▶ **ОТРЫВОК ДЛЯ ЧТЕНИЯ**
Разговоры на песке. Как аборигенное мышление может спасти мир - Тайсон Янкапорта
Впрочем, о камнях я знаю немного. Мне привычнее открытые саванны и бушленды, поросшие сухими склерофитами, а в моем Месте историй есть только один камень, который перемещается по своей воле и оказывается в разном положении каждый раз, когда ты его видишь. Он родом из Азии, его принес циклон, и он так и не угомонился и не зажил медленной жизнью, как прочие камни. Поэтому мне нужно поговорить с кем-то, кто действительно понимает, как работает камень. По своему обыкновению я обращаюсь за самым глубоким знанием к обладателю самой маргинальной точки зрения. Я говорю с юным тасманийским аборигеном по имени Макс.
У Макса серебристо-белые волосы и алебастровая кожа. Он смотрит и говорит так, как если бы ему было привычнее ездить верхом на драконе, а не на объезженной лошади. Он настоящий нерд, помнит сотни цифр после запятой числа пи без особой на то необходимости, считает, что владеет боевыми искусствами гораздо лучше, чем на самом деле, и обладает энциклопедическими познаниями об эльфах, хоббитах и супергероях. Он также может писать такие песни на языке своих предков, от которых у меня наворачиваются слезы.
Мы с ним много занимались традиционной борьбой, в которой раньше использовались каменные ножи. По правилам боя, удары противнику можно наносить только по рукам, плечам или спине (это очень трудно), а в конце схватки победитель, как ни странно, должен получить те же порезы, что и проигравший, чтобы ни у кого не осталось обиды. Довольно трудно порезать кому-то спину каменным ножом, когда он пытается сделать то же самое с тобой, но это становится еще труднее, когда ты знаешь, что с каждым ударом ты на самом деле наносишь порезы самому себе. Разговаривая после этих схваток, мы пришли к выводу, что такая разновидность боя заставляет тебя понять точку зрения врага и в конце вы уже не можете быть противниками, потому что вас связывает уважение друг к другу и взаимопонимание. Это еще один урок от камня – но как его применять сегодня? Похоже, тут открывается отличная возможность провести мысленный эксперимент.
На мой взгляд, если бы вы решили взять современную экономику, которая зависит от постоянной войны, и попытались сделать ее устойчивой, вы могли бы начать с введения подобных правил ведения боя. Но в модели с каменным ножом враги представляют собой невозобновляемый ресурс, который рано или поздно будет исчерпан. Для военной машины было бы совершенно непрактично, если бы каждый уважал все точки зрения. Возможно, здесь достаточно позаимствовать ту простую мудрость, что большинству молодых людей нужно нечто большее, чем тренинги осознанности, чтобы побороть ужасающий нарциссизм, охватывающий их, как только у них отрастают яйца. Быть может, тогда из них не вырастут мужчины, которые первым делом устраивают войны.

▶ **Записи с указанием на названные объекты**
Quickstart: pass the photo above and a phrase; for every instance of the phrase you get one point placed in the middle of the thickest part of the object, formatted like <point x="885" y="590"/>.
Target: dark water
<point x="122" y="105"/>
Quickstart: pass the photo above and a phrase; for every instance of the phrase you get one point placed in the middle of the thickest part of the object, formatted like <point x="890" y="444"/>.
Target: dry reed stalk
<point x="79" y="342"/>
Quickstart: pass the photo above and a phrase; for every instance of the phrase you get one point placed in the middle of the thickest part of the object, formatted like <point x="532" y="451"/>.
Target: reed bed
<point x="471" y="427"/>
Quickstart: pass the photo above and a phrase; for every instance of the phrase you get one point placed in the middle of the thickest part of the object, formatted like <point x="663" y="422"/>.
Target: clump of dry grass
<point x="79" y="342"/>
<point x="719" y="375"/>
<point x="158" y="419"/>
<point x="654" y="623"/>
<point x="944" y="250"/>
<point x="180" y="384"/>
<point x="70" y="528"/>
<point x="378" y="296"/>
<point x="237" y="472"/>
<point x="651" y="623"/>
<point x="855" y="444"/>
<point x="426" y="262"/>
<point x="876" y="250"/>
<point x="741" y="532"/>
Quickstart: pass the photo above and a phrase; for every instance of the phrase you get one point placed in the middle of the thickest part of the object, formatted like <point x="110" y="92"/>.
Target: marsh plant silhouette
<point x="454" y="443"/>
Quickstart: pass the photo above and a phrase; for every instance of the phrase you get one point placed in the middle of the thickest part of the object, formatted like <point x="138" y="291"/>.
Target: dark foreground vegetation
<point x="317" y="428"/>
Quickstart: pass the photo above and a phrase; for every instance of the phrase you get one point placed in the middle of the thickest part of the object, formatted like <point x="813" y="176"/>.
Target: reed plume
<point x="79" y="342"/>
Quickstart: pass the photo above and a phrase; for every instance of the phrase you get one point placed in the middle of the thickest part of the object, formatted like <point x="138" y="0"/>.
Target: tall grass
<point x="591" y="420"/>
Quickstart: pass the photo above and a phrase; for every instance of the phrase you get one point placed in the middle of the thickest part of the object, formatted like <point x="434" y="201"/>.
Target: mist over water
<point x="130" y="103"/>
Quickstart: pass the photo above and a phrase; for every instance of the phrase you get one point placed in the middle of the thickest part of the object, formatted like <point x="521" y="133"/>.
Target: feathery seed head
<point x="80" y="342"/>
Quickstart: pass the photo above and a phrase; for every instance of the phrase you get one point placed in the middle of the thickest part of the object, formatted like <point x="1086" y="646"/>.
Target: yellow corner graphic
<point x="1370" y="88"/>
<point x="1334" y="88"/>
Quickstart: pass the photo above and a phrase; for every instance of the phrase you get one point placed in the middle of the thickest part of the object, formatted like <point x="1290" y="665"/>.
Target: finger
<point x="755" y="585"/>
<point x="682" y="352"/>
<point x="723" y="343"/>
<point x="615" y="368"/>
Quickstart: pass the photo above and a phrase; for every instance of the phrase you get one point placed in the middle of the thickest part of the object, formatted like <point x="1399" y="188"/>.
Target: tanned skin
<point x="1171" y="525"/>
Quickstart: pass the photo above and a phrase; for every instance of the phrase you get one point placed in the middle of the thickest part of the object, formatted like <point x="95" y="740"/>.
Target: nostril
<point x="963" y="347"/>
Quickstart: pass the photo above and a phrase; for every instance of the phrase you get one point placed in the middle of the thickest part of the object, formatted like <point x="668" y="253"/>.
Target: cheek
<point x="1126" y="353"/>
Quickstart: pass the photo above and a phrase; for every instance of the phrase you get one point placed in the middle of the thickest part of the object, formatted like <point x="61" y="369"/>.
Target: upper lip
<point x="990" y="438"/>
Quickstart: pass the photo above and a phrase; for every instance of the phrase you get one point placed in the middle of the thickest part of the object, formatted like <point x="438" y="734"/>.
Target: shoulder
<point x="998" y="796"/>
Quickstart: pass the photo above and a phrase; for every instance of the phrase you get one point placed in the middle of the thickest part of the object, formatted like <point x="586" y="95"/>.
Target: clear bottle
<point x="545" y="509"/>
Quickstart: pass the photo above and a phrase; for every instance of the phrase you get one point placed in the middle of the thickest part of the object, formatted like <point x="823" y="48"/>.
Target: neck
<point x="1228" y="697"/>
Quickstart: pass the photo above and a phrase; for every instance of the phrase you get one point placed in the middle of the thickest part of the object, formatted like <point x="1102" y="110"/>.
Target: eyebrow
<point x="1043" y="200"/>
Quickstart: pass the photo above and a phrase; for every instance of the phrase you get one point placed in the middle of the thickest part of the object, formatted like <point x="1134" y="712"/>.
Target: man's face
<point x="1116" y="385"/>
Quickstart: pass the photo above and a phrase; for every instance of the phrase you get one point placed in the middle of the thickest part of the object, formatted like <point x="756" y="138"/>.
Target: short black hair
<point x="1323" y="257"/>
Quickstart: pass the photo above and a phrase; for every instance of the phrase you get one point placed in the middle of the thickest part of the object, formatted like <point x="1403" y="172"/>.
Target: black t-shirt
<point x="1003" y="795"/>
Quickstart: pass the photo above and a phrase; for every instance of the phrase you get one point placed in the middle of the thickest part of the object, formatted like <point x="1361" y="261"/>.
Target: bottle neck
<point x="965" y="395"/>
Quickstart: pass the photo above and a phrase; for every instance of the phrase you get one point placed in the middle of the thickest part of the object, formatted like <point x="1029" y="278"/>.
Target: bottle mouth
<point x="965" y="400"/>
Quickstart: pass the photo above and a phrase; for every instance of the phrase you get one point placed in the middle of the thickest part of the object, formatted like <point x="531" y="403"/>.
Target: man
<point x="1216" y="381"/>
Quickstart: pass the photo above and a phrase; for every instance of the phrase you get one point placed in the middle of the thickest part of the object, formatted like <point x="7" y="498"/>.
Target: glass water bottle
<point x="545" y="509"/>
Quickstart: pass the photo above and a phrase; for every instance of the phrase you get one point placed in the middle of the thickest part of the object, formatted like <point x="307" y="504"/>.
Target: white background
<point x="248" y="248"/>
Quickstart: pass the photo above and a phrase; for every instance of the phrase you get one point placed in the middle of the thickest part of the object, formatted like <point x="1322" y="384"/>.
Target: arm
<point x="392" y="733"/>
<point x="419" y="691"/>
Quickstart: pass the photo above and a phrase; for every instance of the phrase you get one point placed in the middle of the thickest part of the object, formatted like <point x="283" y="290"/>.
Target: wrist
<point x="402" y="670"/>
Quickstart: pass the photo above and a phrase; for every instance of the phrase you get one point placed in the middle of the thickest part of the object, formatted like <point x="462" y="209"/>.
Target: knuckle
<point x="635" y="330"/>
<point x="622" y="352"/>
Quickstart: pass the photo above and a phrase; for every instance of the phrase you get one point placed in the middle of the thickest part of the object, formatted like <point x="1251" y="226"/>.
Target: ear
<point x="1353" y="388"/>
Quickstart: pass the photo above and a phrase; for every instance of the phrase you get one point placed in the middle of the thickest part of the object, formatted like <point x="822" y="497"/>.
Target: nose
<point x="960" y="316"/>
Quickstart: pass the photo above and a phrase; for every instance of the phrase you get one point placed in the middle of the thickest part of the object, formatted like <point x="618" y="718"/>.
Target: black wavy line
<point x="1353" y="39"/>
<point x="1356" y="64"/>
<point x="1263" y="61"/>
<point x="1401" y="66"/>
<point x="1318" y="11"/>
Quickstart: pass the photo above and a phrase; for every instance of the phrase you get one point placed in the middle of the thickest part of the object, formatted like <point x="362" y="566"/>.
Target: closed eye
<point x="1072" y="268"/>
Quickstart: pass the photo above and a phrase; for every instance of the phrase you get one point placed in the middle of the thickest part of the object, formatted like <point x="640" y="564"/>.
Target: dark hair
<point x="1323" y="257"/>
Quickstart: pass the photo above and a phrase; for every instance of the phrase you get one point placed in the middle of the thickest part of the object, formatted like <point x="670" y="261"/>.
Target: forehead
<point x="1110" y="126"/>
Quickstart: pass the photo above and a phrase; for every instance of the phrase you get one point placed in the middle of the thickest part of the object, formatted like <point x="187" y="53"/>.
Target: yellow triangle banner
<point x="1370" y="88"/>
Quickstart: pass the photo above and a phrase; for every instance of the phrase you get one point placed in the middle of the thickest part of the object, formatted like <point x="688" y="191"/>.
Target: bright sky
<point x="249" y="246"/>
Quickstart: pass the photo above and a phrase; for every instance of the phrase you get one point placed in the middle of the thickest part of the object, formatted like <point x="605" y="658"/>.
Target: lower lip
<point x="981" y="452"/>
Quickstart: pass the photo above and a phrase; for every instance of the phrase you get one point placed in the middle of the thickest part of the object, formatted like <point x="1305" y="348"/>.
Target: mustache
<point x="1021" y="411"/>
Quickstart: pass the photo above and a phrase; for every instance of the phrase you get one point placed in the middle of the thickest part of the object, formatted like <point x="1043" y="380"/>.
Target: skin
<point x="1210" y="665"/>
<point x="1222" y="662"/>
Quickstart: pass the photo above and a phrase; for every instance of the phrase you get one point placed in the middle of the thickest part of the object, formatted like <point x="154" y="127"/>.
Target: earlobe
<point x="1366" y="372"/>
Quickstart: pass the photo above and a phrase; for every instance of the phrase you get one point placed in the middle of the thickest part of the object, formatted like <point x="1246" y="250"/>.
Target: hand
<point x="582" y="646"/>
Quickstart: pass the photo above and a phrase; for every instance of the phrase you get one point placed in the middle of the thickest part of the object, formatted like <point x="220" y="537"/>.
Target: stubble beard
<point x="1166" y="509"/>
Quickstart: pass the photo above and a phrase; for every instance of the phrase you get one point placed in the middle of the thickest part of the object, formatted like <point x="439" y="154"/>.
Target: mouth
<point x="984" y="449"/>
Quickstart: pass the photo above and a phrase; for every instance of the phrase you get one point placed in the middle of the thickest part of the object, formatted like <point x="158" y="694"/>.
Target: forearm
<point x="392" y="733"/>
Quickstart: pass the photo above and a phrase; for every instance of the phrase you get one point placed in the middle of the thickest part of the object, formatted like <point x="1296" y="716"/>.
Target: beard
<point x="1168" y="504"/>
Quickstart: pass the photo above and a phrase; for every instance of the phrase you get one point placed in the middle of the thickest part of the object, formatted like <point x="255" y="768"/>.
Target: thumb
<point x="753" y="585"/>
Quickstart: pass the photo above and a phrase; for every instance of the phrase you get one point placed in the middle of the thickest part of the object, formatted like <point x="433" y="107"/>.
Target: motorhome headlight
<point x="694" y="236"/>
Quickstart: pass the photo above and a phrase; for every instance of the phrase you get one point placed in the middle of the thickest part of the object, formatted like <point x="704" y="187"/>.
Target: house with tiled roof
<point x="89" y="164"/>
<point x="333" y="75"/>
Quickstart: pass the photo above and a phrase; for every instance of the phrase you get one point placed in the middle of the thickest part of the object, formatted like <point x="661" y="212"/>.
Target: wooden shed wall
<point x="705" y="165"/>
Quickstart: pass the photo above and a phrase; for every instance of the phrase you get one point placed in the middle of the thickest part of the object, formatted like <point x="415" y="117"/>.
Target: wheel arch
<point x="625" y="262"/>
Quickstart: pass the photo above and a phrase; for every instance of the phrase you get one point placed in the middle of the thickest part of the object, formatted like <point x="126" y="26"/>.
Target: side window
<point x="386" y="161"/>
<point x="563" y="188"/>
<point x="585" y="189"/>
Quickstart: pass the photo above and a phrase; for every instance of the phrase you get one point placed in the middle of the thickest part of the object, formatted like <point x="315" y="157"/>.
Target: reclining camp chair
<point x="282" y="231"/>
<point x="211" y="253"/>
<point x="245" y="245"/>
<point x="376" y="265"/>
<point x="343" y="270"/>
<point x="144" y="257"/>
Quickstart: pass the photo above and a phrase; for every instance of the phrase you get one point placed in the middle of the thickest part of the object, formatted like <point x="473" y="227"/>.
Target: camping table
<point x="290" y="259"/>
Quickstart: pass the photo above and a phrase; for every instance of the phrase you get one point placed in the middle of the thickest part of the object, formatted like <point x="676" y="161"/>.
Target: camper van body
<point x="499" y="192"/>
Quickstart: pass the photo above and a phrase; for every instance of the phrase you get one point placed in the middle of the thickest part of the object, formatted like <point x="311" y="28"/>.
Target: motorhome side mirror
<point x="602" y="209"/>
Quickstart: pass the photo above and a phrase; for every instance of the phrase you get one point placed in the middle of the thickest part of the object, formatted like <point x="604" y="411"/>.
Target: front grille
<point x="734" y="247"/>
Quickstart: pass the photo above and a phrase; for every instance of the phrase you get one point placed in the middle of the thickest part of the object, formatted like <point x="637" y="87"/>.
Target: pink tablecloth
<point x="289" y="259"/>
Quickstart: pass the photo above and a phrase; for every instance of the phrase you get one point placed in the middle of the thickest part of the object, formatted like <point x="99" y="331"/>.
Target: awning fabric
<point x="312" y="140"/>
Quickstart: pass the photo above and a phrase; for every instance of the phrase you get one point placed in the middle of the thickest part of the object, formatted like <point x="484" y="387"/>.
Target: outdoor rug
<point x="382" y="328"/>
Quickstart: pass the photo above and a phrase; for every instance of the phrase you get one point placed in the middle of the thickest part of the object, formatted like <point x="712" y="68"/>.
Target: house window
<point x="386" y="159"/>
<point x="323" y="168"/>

▶ **ЗАДАНИЕ A**
Перепишите из отрывка без изменений фрагмент, начиная со слов «На мой взгляд, если» и заканчивая словами «делом устраивают войны.».
▶ **ЗАДАНИЕ B**
Ответьте по отрывку на вопросы:
(i) Откуда родом камень, который перемещается по своей воле, и что его принесло?
(ii) Сколько цифр после запятой числа пи помнит Макс?
(iii) По каким частям тела разрешено наносить удары в традиционной борьбе?
▶ **ЗАДАНИЕ C**
Можно ли изложить абзац отрывка, начинающийся словами «Мы с ним много занимались традиционной борьбой», короче, в виде списка, сохранив главные факты?

▶ **ИТОГОВЫЙ ОТВЕТ A**
На мой взгляд, если бы вы решили взять современную экономику, которая зависит от постоянной войны, и попытались сделать ее устойчивой, вы могли бы начать с введения подобных правил ведения боя. Но в модели с каменным ножом враги представляют собой невозобновляемый ресурс, который рано или поздно будет исчерпан. Для военной машины было бы совершенно непрактично, если бы каждый уважал все точки зрения. Возможно, здесь достаточно позаимствовать ту простую мудрость, что большинству молодых людей нужно нечто большее, чем тренинги осознанности, чтобы побороть ужасающий нарциссизм, охватывающий их, как только у них отрастают яйца. Быть может, тогда из них не вырастут мужчины, которые первым делом устраивают войны.

▶ **ИТОГОВЫЙ ОТВЕТ B**
(i) Камень родом из Азии, его принес циклон.
(ii) Макс помнит сотни цифр после запятой.
(iii) Удары разрешено наносить только по рукам, плечам или спине.

▶ **ИТОГОВЫЙ ОТВЕТ C**
- Это традиционная борьба, в которой раньше использовались каменные ножи.
- Удары разрешено наносить только по рукам, плечам или спине.
- В конце схватки победитель должен получить те же порезы, что и проигравший, чтобы ни у кого не осталось обиды.
- Бой становится еще труднее, потому что каждым ударом по сути наносишь порезы самому себе.
- После схваток в разговорах пришли к выводу: такой бой заставляет понять точку зрения врага, а противников в итоге связывают уважение и взаимопонимание.
- Это еще один урок от камня. Вопрос о том, как применять его сегодня, открывает возможность для мысленного эксперимента.